As for the two Mitchell children, the director based both (including Katie and younger brother Aaron, a dinosaur-loving, antisocial wallflower) on himself (sorry to his older siblings). “Aaron was me as a very young kid,” he says. “I was very obsessive and really did call video-game stores to be like, ‘Do you want to talk to me about the latest Dreamcast release?’”
For Katie, the film’s college-age protagonist, Rianda describes her as the impassioned, frenzied artist he was as a teen, one perpetually at odds with his (then and now) technologically inept father. Describing Katie’s roots, Rianda immediately performs an impromptu tête-à-tête between himself and his father growing up.
“Why don’t you like hunting and killing deer?” he says, mimicking a deep, fatherly baritone.
“I’m going to draw in the back seat. No thank you, father!” he says in a prepubescent high-pitched half-scream.

• _Activity list_:
a) Rewrite the passage about the Mitchell children starting at "As for the two" and ending at "deep, fatherly baritone.", replacing "Rianda" with "the director" throughout.
b) Summarize the passage about the Mitchell children in two sentences.

• _Extracted material_:
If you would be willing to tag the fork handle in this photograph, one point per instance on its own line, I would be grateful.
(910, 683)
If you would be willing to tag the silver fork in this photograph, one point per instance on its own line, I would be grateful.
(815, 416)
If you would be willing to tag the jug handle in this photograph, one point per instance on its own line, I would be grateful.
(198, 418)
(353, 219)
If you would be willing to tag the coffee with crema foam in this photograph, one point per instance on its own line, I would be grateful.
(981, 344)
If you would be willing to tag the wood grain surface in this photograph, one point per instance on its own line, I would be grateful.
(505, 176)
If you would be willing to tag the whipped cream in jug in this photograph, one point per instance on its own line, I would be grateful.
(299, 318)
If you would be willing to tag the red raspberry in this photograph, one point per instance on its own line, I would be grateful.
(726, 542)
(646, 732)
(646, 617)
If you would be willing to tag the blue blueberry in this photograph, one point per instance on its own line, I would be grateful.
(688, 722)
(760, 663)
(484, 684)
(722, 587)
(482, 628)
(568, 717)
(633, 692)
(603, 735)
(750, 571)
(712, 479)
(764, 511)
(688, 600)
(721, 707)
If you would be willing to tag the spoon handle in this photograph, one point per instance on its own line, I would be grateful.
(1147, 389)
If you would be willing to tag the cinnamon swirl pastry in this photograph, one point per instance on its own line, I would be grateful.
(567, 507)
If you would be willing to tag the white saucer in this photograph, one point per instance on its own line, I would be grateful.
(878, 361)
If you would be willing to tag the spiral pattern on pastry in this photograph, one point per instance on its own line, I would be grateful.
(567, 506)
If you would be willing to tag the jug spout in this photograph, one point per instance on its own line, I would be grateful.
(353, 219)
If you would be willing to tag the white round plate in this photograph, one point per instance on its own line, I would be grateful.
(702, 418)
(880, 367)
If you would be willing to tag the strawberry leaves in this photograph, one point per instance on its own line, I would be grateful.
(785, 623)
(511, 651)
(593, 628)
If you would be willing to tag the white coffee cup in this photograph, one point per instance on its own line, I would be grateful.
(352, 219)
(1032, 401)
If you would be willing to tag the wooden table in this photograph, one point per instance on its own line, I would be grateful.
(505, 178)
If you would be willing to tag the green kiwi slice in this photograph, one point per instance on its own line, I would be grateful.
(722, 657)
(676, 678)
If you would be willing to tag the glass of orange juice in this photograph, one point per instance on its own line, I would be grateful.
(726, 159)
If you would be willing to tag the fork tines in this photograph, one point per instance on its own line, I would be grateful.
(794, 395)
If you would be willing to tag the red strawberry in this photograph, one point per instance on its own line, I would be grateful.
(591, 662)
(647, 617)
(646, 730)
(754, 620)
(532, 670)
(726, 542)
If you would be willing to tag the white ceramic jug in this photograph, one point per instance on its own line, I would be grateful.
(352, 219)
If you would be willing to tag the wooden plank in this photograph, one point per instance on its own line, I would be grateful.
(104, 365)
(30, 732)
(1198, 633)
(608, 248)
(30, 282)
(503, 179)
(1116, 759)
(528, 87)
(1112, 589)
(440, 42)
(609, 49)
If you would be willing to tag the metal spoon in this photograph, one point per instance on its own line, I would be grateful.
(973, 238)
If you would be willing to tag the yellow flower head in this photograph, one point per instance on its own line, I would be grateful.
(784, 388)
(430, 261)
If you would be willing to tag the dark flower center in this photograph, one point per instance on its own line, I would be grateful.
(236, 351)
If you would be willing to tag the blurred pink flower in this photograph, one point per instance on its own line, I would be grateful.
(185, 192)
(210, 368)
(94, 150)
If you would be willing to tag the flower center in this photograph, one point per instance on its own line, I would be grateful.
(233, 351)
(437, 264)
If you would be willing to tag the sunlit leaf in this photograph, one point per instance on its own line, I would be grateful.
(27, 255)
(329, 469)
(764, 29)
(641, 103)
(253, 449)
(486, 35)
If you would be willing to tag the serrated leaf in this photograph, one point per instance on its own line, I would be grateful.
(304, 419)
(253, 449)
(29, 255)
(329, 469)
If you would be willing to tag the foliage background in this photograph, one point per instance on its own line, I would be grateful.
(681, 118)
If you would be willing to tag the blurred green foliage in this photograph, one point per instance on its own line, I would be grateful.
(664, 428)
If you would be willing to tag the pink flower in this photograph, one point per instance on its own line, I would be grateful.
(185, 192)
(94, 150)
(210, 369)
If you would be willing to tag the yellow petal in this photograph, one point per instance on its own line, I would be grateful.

• _Responses to the tasks_:
a)
As for the two Mitchell children, the director based both (including Katie and younger brother Aaron, a dinosaur-loving, antisocial wallflower) on himself (sorry to his older siblings). “Aaron was me as a very young kid,” he says. “I was very obsessive and really did call video-game stores to be like, ‘Do you want to talk to me about the latest Dreamcast release?’”
For Katie, the film’s college-age protagonist, the director describes her as the impassioned, frenzied artist he was as a teen, one perpetually at odds with his (then and now) technologically inept father. Describing Katie’s roots, the director immediately performs an impromptu tête-à-tête between himself and his father growing up.
“Why don’t you like hunting and killing deer?” he says, mimicking a deep, fatherly baritone.

b) The director based both Mitchell children on himself: Aaron on the obsessive very young kid he was, and Katie on the impassioned, frenzied artist he was as a teen, always at odds with his technologically inept father. To describe Katie's roots, he acts out a childhood exchange in which his father asks why he doesn't like hunting and killing deer and his younger self replies that he is going to draw in the back seat.